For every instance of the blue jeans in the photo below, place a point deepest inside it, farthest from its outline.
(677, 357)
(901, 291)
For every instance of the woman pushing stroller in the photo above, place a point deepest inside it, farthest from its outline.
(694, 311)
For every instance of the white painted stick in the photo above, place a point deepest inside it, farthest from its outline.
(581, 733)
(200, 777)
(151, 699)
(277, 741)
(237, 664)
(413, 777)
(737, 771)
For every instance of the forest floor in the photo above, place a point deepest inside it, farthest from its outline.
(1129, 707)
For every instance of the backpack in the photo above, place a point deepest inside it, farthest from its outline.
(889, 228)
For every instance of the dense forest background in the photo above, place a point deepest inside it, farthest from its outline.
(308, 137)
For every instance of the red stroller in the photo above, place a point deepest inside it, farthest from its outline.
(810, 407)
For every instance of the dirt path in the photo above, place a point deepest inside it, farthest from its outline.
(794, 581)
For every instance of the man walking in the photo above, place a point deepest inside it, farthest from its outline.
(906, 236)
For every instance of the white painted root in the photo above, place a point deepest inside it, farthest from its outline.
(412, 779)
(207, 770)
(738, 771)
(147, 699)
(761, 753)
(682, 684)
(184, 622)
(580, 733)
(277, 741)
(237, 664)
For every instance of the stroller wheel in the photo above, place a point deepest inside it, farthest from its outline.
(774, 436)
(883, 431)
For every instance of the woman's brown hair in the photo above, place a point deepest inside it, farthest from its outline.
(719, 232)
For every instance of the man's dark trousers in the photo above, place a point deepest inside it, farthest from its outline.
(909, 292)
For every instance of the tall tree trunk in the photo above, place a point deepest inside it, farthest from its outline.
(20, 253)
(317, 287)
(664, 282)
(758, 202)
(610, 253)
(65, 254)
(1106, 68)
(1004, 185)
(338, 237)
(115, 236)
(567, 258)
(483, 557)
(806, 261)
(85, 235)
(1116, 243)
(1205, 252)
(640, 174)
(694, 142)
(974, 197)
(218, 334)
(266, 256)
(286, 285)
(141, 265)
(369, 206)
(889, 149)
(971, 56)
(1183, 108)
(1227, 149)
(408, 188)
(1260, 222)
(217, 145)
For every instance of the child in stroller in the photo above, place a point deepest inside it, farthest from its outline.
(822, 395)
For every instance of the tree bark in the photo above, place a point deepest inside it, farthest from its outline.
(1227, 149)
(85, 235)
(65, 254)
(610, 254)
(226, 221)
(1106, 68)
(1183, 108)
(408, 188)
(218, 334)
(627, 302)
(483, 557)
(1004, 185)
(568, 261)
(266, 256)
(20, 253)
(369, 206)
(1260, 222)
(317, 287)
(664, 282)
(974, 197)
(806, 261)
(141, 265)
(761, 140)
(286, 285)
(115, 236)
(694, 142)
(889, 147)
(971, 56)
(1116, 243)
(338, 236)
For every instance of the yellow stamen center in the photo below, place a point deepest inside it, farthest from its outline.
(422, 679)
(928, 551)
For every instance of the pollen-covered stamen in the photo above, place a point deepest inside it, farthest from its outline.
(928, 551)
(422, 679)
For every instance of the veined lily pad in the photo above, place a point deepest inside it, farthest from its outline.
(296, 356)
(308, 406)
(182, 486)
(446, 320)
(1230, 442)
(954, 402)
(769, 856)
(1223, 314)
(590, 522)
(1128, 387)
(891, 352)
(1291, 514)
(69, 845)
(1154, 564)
□ □ □ □ □
• EXERCISE
Update all the items above by replacing each "place a point" with "mark a point" and leaving everything else unchanged.

• RESULT OF THE EXERCISE
For every instance of the blue jeans in the photo below, mark a point deepest inside it, farthest from its outline.
(677, 357)
(901, 291)
For every instance of the woman pushing stroller in the photo above, mark a point deepest inside it, farthest from its outline.
(694, 311)
For every instance of the white painted stick in the photo above, mark a point deepest inside it, farthest from its outline.
(581, 733)
(200, 777)
(151, 699)
(277, 741)
(237, 664)
(413, 777)
(737, 771)
For every instance of the forest floor in the photo above, mark a point deepest inside it, farthest from its outline.
(1129, 707)
For every instance of the backpack in the photo above, mark a point deepest inside it, farthest from its outline.
(889, 228)
For every instance of the dense forest background in the photo above, mark a point deepest inside it, farthest from its outline.
(308, 137)
For every instance of the red stroller in the photo above, mark a point deepest inside it, farthest from its outline.
(810, 407)
For every instance of the dirt path in the photo above, mark a point deepest inside it, farthest from its outline.
(794, 581)
For every instance of the man walking in the photo above, mark a point deepest inside it, farthest from its outline.
(906, 236)
For every instance of the white painted root in the photo above, mark a point deepest inside it, farthest from its outline.
(412, 779)
(207, 770)
(738, 771)
(147, 699)
(761, 753)
(682, 684)
(184, 622)
(580, 733)
(277, 741)
(237, 664)
For every instance of the stroller wheel in the photo above, mark a point deepest inside it, farthest from its outline.
(774, 436)
(883, 431)
For every instance of the woman's brown hair in the photo above, mark a point deepest inside it, farthest from its outline.
(719, 232)
For every instance of the man's dark trousers in the photo above, mark a point deepest inside it, farthest from its outline.
(909, 292)
For every instance of the tall tree trunk in the photo above, mark a point deepest inside it, farthest from its outline.
(20, 253)
(317, 287)
(664, 282)
(758, 202)
(610, 253)
(65, 254)
(1106, 68)
(1004, 185)
(338, 237)
(115, 236)
(567, 258)
(483, 557)
(806, 261)
(85, 235)
(1116, 243)
(1205, 252)
(640, 174)
(694, 142)
(974, 197)
(218, 334)
(266, 256)
(286, 285)
(141, 265)
(369, 206)
(889, 149)
(971, 56)
(1183, 108)
(1227, 149)
(408, 188)
(1260, 222)
(217, 145)
For every instance of the child in stroller in the photo above, mark a point deepest inside it, farthest from its outline.
(822, 395)
For every instance of the tree bark in the photo above, mark a point deepest inside it, farthest from its outline.
(1227, 149)
(85, 235)
(65, 254)
(610, 254)
(226, 221)
(1106, 68)
(1183, 108)
(408, 188)
(218, 334)
(627, 302)
(483, 557)
(1004, 185)
(568, 261)
(266, 256)
(20, 253)
(369, 206)
(1260, 222)
(317, 287)
(664, 282)
(974, 197)
(806, 261)
(141, 265)
(761, 140)
(286, 285)
(115, 236)
(694, 142)
(889, 147)
(971, 56)
(1116, 243)
(338, 236)
For every instance of the yellow stamen center in the photo below, mark a point deepest inside it, farthest from its outline.
(422, 679)
(928, 551)
For every instance of the pollen-covered stamen in the photo above, mark a point deepest inside it, farthest from its outline.
(928, 551)
(422, 679)
For every instance of the veined lily pad in the photo above, mark a point deepest inside it, farthest from its outline.
(296, 356)
(308, 406)
(182, 486)
(446, 320)
(1230, 442)
(954, 402)
(769, 856)
(1223, 314)
(590, 522)
(1128, 387)
(891, 352)
(1291, 514)
(69, 845)
(1154, 564)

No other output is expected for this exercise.